▶ [EXERCISE PROMPT]:
Within the material below, find each line bearing the word "positive" and present it.

▶ [INPUT RECORDS]:

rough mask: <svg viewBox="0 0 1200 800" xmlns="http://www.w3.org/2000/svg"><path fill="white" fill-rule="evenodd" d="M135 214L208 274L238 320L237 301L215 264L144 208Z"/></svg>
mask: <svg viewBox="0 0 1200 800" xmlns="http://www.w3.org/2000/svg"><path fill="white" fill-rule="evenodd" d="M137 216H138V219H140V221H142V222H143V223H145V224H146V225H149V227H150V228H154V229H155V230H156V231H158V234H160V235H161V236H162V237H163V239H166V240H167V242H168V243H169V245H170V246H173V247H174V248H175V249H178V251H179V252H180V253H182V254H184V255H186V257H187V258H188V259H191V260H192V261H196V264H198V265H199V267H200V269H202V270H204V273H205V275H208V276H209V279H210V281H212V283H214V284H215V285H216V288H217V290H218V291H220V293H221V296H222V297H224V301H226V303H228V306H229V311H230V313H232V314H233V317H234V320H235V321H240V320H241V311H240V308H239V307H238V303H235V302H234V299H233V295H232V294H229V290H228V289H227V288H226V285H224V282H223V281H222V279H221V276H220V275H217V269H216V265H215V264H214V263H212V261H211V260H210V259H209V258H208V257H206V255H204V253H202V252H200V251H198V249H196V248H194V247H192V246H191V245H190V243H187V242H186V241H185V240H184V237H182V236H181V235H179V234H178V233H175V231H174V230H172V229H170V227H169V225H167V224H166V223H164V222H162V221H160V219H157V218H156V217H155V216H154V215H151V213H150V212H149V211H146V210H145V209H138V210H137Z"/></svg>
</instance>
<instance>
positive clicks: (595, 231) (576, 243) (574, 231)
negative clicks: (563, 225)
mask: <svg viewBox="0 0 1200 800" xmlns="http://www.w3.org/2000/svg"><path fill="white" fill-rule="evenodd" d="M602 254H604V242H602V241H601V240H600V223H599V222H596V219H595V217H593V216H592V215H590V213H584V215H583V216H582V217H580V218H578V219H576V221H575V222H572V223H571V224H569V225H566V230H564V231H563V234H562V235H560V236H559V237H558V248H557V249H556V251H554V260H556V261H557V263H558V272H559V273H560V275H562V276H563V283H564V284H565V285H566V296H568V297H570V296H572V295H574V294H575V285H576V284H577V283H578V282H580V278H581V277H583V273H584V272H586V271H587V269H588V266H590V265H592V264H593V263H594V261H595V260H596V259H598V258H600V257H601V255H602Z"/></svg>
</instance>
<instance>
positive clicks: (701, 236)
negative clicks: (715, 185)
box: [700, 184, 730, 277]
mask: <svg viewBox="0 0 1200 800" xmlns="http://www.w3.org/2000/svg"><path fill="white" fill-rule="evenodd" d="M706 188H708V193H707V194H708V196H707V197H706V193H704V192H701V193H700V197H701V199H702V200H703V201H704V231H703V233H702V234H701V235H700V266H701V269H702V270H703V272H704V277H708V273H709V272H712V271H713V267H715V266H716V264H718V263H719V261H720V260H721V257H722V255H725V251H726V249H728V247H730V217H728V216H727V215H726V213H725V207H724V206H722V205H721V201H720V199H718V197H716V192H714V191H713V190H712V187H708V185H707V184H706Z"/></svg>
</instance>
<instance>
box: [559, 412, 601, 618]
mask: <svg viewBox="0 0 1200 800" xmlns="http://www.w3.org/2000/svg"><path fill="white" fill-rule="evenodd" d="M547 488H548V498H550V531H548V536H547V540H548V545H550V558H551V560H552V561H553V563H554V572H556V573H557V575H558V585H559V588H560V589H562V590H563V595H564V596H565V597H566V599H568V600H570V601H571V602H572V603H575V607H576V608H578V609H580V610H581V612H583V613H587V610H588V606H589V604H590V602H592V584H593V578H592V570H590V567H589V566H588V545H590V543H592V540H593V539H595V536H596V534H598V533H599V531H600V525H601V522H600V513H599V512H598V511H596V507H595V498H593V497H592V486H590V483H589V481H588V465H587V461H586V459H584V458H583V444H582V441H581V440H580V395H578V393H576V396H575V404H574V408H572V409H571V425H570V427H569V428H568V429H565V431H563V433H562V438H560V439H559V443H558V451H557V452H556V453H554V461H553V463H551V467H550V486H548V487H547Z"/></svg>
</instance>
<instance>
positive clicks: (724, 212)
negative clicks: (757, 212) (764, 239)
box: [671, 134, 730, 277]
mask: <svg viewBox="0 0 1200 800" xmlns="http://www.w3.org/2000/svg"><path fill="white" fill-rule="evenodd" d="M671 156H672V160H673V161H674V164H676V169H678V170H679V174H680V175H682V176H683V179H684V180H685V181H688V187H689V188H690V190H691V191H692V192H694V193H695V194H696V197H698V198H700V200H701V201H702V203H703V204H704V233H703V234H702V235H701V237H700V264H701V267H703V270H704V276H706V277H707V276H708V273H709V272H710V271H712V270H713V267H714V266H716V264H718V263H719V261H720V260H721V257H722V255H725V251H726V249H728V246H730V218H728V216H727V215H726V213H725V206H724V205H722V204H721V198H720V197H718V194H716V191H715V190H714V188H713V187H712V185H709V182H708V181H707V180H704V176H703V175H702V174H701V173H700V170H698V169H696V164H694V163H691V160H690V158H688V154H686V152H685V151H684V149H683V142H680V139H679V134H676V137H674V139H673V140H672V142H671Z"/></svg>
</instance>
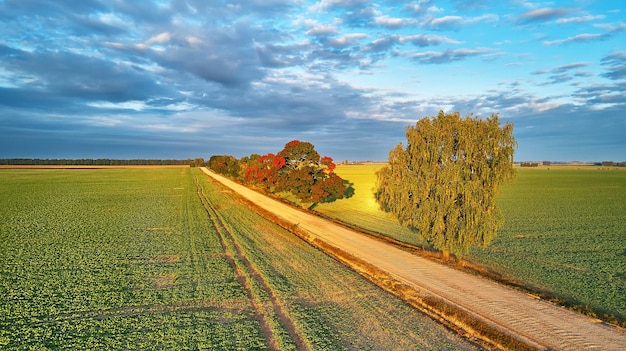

▶ [RESPONSE TO THIS EXERCISE]:
positive clicks: (595, 231) (576, 243) (574, 231)
positive clicks: (701, 236)
positive clicks: (724, 212)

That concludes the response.